Stated task
Starting at the line that contains "Batch processing job — object class: blurred" and ending at the line that contains "92 0 500 425", reproduce every one of those lines in full, offsetting each box coordinate in the answers by 38.

Detection examples
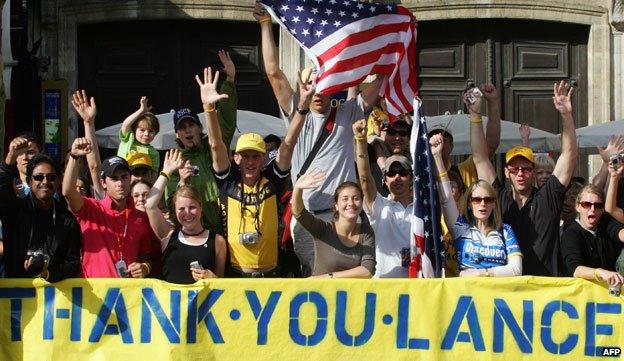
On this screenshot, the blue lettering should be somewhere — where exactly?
[288,292,327,346]
[245,290,282,345]
[334,291,377,346]
[585,302,622,356]
[396,295,429,350]
[89,287,134,343]
[540,301,579,355]
[442,296,485,351]
[186,289,225,343]
[493,298,533,353]
[141,288,181,343]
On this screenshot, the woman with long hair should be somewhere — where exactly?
[292,170,375,278]
[430,134,522,277]
[145,149,226,284]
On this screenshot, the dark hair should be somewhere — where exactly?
[130,112,160,134]
[264,134,282,147]
[26,153,61,183]
[15,131,43,152]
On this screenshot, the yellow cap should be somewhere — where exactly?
[126,152,152,170]
[236,133,266,153]
[505,145,535,163]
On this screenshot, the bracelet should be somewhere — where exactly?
[202,104,216,113]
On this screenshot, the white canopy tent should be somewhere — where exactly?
[425,114,561,155]
[95,110,286,150]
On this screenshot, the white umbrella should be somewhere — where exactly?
[576,120,624,148]
[95,110,286,150]
[425,114,561,155]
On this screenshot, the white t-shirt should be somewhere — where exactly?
[364,193,414,278]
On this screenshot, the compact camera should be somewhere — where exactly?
[468,87,483,104]
[238,232,258,246]
[26,250,50,277]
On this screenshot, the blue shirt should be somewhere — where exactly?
[453,217,522,271]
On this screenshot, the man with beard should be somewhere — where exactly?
[0,137,81,282]
[63,138,152,278]
[464,81,578,276]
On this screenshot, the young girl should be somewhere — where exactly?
[117,97,160,172]
[292,170,375,278]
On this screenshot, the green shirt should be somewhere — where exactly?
[165,81,238,233]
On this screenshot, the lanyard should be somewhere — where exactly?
[115,208,130,261]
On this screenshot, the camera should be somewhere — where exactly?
[468,87,483,105]
[609,153,621,170]
[238,232,258,246]
[26,250,50,277]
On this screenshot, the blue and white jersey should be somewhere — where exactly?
[453,217,522,271]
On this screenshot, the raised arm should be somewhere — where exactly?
[553,80,578,187]
[63,138,92,213]
[463,90,500,183]
[72,90,105,199]
[605,163,624,223]
[275,72,315,172]
[353,119,377,210]
[119,95,151,134]
[481,84,501,158]
[195,68,230,173]
[253,2,294,114]
[145,149,184,245]
[429,133,459,226]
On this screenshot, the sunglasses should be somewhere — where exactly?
[470,197,496,204]
[386,128,409,137]
[32,173,58,182]
[579,201,604,209]
[386,169,411,178]
[507,165,533,174]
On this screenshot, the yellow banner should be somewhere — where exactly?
[0,276,624,361]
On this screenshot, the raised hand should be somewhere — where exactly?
[72,89,97,123]
[294,169,327,189]
[596,135,624,163]
[163,149,184,174]
[297,71,316,110]
[217,50,236,83]
[481,84,498,102]
[70,138,93,157]
[195,67,228,105]
[352,119,368,139]
[553,80,574,115]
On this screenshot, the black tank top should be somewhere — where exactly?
[163,228,215,284]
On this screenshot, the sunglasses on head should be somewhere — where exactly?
[579,201,604,209]
[470,197,496,204]
[507,165,533,174]
[386,169,411,178]
[32,173,58,182]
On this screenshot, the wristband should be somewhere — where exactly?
[202,104,216,113]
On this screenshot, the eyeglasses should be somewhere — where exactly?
[579,201,604,209]
[507,165,533,174]
[386,127,409,137]
[33,173,58,182]
[386,169,410,178]
[470,197,496,204]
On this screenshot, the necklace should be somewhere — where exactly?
[181,227,206,237]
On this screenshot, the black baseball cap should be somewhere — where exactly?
[100,156,130,179]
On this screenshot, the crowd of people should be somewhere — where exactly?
[0,6,624,289]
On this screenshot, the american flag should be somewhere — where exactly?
[408,101,444,278]
[262,0,418,115]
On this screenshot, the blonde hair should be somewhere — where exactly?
[459,179,503,229]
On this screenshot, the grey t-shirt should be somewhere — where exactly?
[297,209,376,276]
[282,95,365,211]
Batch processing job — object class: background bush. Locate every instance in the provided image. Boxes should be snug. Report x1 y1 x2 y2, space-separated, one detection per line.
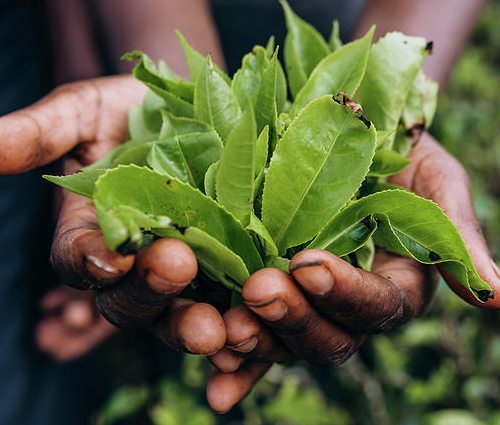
91 0 500 425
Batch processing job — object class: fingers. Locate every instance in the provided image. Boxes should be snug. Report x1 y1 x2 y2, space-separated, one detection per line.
0 76 144 175
207 362 271 413
290 249 437 333
242 268 363 366
150 298 226 356
224 306 293 363
391 133 500 308
96 238 198 329
35 316 117 362
51 192 134 289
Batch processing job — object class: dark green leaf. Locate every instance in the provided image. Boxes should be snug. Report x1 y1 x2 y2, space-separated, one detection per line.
359 32 427 130
368 149 411 177
262 96 376 254
94 165 262 273
309 190 491 301
217 102 257 226
43 168 106 198
194 57 241 142
290 27 375 117
328 19 344 52
280 0 330 97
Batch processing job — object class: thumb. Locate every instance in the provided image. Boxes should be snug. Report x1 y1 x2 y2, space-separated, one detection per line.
391 133 500 309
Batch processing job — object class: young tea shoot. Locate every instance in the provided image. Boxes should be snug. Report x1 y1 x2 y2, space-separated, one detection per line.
45 1 492 302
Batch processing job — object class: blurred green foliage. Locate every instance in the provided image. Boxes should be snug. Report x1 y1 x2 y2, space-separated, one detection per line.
92 0 500 425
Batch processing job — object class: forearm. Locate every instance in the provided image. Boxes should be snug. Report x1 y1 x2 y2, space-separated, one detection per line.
353 0 486 86
90 0 224 77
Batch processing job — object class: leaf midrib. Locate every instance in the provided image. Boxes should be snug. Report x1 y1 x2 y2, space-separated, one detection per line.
276 112 353 248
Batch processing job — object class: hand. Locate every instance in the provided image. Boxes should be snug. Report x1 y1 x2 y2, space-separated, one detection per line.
204 133 500 412
207 250 437 412
35 286 118 362
390 133 500 309
0 76 226 354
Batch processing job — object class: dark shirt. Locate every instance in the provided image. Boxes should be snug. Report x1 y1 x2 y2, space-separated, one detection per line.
0 0 365 425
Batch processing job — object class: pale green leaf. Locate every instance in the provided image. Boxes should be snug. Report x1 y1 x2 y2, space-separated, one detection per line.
94 165 262 273
262 96 376 254
194 57 241 142
280 0 330 97
290 26 375 117
42 168 106 198
359 32 427 130
368 149 411 177
217 102 257 226
308 190 491 301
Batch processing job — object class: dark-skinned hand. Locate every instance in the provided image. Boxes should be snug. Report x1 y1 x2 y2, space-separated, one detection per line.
207 133 500 412
0 77 500 412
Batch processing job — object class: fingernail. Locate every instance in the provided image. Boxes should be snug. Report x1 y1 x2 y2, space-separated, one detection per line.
146 270 189 295
85 255 120 278
490 259 500 279
245 298 288 322
290 260 335 295
226 335 259 353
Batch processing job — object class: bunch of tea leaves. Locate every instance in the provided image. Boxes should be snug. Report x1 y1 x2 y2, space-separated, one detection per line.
46 1 491 301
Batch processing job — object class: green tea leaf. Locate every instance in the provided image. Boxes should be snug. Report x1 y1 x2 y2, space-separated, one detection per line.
280 0 330 97
255 125 269 177
403 71 439 129
231 46 269 109
266 35 276 59
290 26 375 117
377 129 396 149
354 238 375 271
122 50 194 103
128 104 148 139
142 89 167 133
147 130 222 189
94 165 262 273
262 96 376 254
194 57 241 142
247 213 278 258
328 19 344 52
254 50 278 150
368 149 411 177
308 190 491 301
359 32 427 130
217 101 257 226
266 253 290 274
42 168 106 198
156 227 250 291
205 161 219 200
175 30 231 85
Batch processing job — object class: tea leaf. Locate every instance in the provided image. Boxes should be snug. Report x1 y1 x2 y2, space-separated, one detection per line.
308 190 491 302
262 96 376 254
280 0 330 97
328 19 344 52
175 30 231 85
217 101 257 226
42 168 106 198
254 50 278 150
403 71 439 129
368 149 411 177
359 32 427 130
194 57 241 142
94 165 263 273
290 26 375 117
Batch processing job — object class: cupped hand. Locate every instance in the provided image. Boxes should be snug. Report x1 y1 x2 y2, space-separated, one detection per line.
35 286 118 362
207 133 500 412
390 133 500 309
0 76 226 354
207 249 437 412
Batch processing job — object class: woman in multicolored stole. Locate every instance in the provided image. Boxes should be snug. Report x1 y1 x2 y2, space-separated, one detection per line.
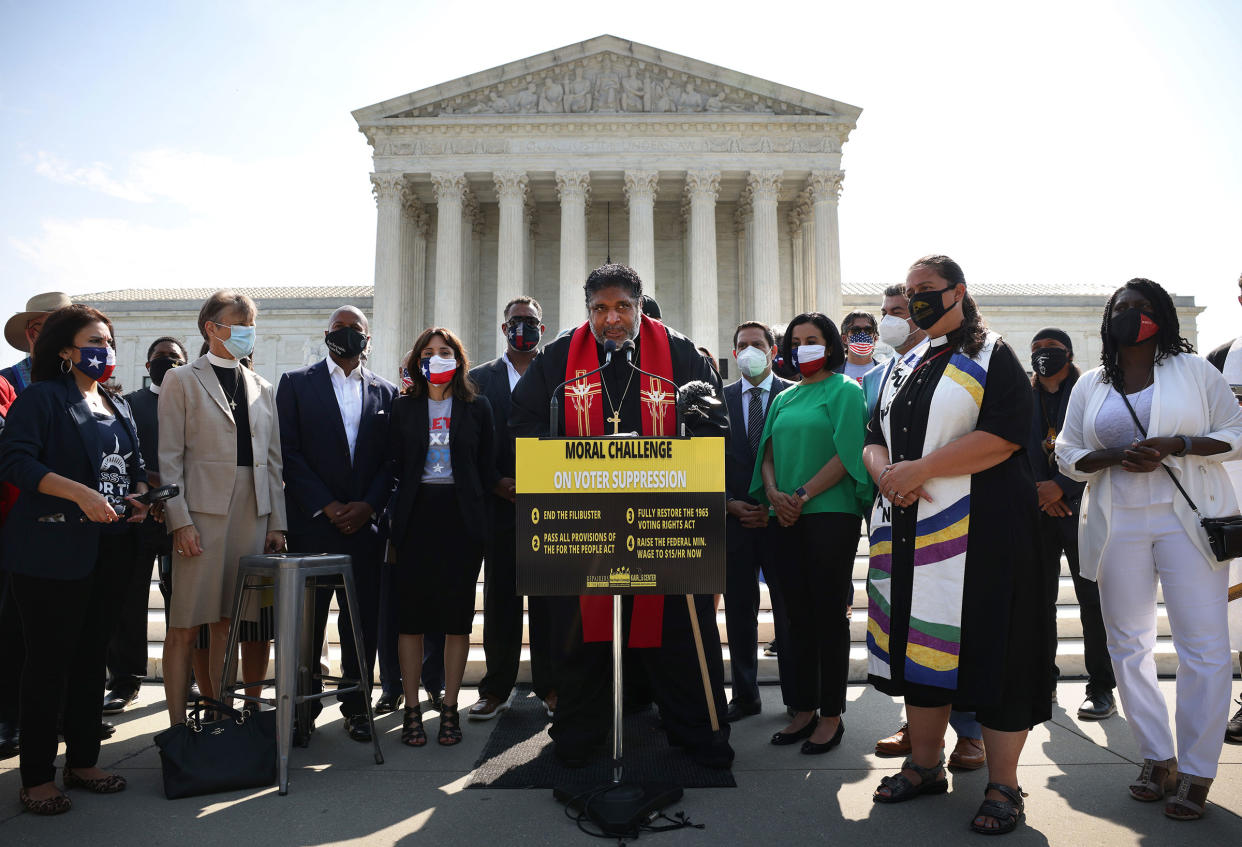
863 256 1053 833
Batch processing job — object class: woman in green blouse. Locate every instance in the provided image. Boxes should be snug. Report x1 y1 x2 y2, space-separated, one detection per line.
750 312 872 755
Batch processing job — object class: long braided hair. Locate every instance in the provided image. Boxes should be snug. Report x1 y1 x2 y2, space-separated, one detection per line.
1099 277 1195 389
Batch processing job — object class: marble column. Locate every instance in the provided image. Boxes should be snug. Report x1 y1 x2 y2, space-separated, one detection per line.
370 173 404 379
492 170 529 324
746 170 782 325
806 170 845 320
686 169 720 355
625 170 660 293
431 171 466 332
556 170 591 332
399 185 427 370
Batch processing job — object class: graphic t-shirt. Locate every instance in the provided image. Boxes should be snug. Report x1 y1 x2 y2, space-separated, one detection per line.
422 397 453 486
94 412 134 533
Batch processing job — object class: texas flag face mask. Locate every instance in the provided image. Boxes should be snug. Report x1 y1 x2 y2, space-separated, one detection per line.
422 356 457 385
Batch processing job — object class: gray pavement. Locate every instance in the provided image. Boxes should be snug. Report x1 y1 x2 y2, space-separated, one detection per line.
0 681 1242 847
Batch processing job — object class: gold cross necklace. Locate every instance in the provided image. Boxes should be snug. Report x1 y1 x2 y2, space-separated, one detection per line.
600 360 633 435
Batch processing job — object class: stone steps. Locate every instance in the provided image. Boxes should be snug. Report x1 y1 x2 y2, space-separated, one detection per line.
147 541 1177 684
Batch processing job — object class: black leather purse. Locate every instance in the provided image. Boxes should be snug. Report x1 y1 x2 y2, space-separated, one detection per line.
1117 390 1242 561
155 699 277 800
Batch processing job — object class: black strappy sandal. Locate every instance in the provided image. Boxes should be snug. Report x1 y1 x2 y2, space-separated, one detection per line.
970 782 1026 836
436 703 462 746
401 703 427 746
871 758 949 802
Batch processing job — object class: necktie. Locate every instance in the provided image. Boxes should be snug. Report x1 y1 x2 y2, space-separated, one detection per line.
746 386 764 456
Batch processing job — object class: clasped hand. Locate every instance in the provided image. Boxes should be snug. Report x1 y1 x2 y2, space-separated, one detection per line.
876 460 932 505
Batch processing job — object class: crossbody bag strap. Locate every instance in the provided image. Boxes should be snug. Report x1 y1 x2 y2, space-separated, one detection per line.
1113 385 1203 520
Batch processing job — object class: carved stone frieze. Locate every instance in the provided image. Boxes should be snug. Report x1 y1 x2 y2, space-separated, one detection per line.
389 52 825 118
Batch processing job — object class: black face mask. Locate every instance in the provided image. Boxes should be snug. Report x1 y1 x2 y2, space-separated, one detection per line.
150 356 185 385
507 323 539 353
1108 309 1160 347
323 327 366 359
1031 347 1069 376
910 286 956 330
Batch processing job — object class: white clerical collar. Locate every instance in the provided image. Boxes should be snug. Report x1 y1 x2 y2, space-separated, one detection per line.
323 356 363 383
743 368 773 394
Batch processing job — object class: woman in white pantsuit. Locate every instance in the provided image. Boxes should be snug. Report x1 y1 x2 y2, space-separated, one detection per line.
1056 279 1242 820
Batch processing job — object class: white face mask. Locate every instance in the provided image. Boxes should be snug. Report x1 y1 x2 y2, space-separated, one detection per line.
738 347 768 379
879 314 910 348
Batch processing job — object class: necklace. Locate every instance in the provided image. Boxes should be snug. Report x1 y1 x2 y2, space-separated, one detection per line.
600 370 633 435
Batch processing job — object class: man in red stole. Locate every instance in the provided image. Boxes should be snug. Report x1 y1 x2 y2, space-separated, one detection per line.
509 265 733 768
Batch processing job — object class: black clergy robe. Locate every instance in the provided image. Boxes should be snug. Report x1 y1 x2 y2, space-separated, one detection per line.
509 317 733 766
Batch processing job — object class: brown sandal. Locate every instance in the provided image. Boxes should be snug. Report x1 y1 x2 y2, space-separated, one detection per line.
1130 759 1177 802
17 789 73 815
63 768 129 794
1165 774 1212 821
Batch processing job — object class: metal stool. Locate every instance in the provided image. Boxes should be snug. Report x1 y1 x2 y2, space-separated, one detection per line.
220 554 384 794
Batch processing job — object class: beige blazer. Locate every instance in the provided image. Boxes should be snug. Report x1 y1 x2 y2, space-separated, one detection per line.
159 356 287 532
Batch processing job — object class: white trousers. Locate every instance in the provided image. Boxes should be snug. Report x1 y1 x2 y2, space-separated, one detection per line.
1099 503 1233 777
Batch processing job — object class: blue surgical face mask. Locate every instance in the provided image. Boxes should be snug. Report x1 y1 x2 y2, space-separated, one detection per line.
216 323 255 359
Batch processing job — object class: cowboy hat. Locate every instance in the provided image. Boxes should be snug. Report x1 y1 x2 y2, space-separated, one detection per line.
4 291 73 353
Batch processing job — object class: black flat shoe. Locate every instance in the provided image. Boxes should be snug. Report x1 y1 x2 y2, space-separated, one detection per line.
345 714 371 741
771 715 820 746
802 720 846 756
375 694 405 714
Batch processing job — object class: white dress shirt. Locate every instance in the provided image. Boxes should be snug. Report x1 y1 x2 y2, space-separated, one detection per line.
324 356 363 462
741 368 773 432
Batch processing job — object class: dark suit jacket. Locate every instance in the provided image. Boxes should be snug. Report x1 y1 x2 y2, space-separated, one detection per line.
724 374 792 501
469 358 517 528
389 394 501 543
0 376 147 580
276 360 396 551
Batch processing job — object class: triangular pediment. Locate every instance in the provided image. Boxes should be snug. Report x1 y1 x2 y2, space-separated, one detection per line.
354 35 862 127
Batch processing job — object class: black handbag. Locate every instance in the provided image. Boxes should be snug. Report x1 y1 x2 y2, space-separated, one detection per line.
1118 390 1242 561
155 699 277 800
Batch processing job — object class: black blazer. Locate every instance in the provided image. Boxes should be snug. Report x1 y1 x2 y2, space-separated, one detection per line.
0 376 147 580
469 358 517 527
389 394 501 543
724 374 792 504
276 360 396 540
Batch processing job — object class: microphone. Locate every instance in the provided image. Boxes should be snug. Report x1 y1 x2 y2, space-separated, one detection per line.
677 380 722 420
621 338 690 435
548 338 616 437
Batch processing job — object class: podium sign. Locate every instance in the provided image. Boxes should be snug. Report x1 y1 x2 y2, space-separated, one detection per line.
517 437 725 596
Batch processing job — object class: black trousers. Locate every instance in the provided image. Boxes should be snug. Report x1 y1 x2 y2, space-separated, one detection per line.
0 571 26 725
478 525 556 700
1040 512 1117 695
724 515 780 703
106 536 160 693
11 533 134 789
550 595 729 755
289 530 383 718
771 512 862 717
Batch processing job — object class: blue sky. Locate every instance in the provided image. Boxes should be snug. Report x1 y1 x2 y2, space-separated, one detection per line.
0 0 1242 363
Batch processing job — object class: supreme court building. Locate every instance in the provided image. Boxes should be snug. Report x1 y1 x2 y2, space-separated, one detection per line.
354 35 862 370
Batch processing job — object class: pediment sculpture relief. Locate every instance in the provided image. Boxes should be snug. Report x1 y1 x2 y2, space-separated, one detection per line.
394 53 824 118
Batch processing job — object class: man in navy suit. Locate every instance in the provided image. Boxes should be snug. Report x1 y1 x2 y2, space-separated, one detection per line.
724 320 792 722
276 306 396 741
468 297 556 720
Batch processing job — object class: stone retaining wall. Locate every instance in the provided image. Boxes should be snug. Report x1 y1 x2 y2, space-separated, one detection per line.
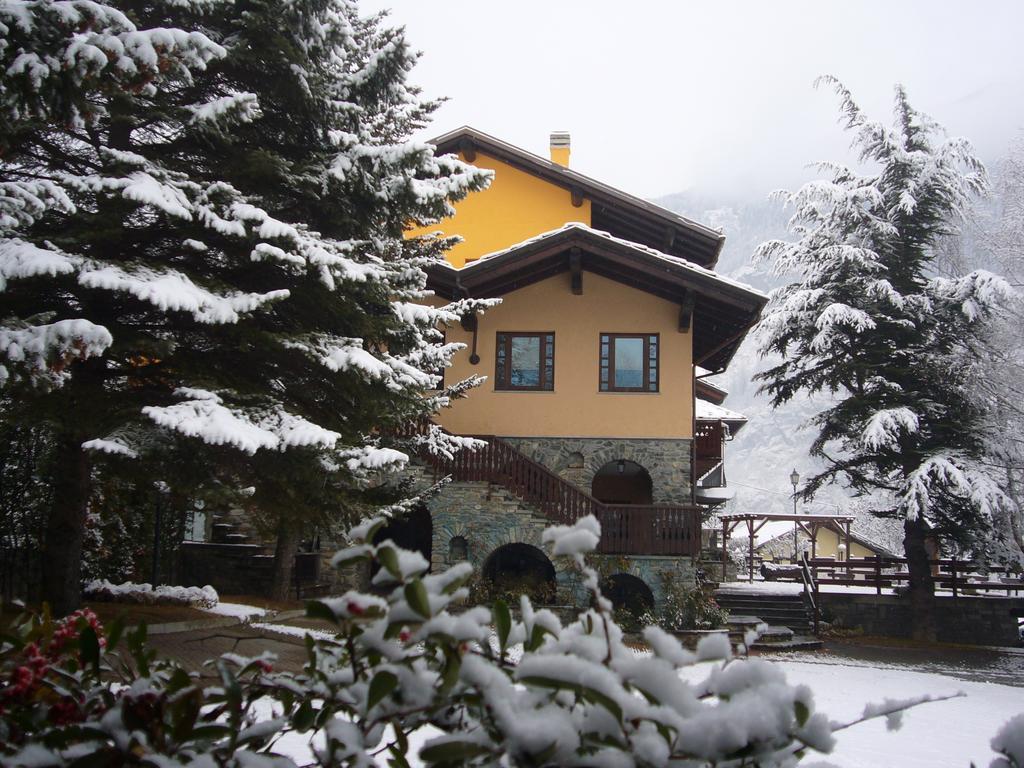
502 437 692 504
820 592 1024 645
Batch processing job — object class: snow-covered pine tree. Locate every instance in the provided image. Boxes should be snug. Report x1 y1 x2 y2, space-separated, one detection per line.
0 0 487 612
974 138 1024 564
758 78 1010 637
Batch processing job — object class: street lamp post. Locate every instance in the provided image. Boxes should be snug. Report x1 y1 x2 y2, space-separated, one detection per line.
790 469 800 562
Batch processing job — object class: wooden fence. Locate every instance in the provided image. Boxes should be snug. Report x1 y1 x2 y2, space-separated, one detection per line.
790 557 1024 597
411 435 700 555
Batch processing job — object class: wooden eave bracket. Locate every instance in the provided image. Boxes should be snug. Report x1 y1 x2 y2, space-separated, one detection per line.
679 291 696 334
459 312 480 366
569 248 583 296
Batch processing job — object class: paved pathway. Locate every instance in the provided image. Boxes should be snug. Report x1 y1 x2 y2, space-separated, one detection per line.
150 624 306 680
760 640 1024 688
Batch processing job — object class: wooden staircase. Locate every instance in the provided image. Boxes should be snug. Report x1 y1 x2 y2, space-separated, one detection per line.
407 427 700 557
715 589 822 650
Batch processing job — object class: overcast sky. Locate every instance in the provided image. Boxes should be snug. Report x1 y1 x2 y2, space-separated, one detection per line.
361 0 1024 198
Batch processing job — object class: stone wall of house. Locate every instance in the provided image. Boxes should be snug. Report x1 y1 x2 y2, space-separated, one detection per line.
502 437 692 504
413 473 696 606
820 592 1024 645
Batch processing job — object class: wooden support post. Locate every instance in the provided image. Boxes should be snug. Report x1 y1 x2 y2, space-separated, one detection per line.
845 520 850 579
746 518 754 584
569 248 583 296
722 520 729 582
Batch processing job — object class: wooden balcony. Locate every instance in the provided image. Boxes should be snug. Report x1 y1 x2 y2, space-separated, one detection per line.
415 428 700 556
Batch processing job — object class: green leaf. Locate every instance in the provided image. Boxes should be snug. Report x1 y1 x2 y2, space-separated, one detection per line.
377 547 401 581
78 627 99 675
367 670 398 712
495 599 512 655
440 646 462 695
292 699 316 733
190 723 231 741
306 600 338 625
793 701 811 728
106 614 125 653
526 624 548 651
420 741 488 763
404 579 430 618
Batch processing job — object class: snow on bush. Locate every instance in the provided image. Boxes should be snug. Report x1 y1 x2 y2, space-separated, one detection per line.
0 517 991 768
85 579 220 608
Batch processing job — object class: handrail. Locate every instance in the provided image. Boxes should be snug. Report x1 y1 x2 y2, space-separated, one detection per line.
403 424 700 555
800 550 818 635
780 553 1024 598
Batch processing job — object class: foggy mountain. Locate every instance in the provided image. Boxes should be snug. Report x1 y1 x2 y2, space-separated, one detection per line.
654 193 858 540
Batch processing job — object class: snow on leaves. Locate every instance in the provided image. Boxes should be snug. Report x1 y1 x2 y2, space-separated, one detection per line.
0 319 114 386
860 408 919 451
142 388 341 454
79 266 289 324
898 455 1012 521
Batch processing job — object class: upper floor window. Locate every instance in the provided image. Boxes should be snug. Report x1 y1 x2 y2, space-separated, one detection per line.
495 333 555 390
599 334 658 392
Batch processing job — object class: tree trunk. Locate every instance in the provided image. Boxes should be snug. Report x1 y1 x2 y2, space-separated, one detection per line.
42 433 89 616
270 514 299 600
903 518 937 642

Exercise answer
Batch processing job — object class: blurred green foliage. Locate every instance in the provided image. Boxes should be snug. Report x1 y1 x2 y2, space-separated, one detection per line.
130 38 538 463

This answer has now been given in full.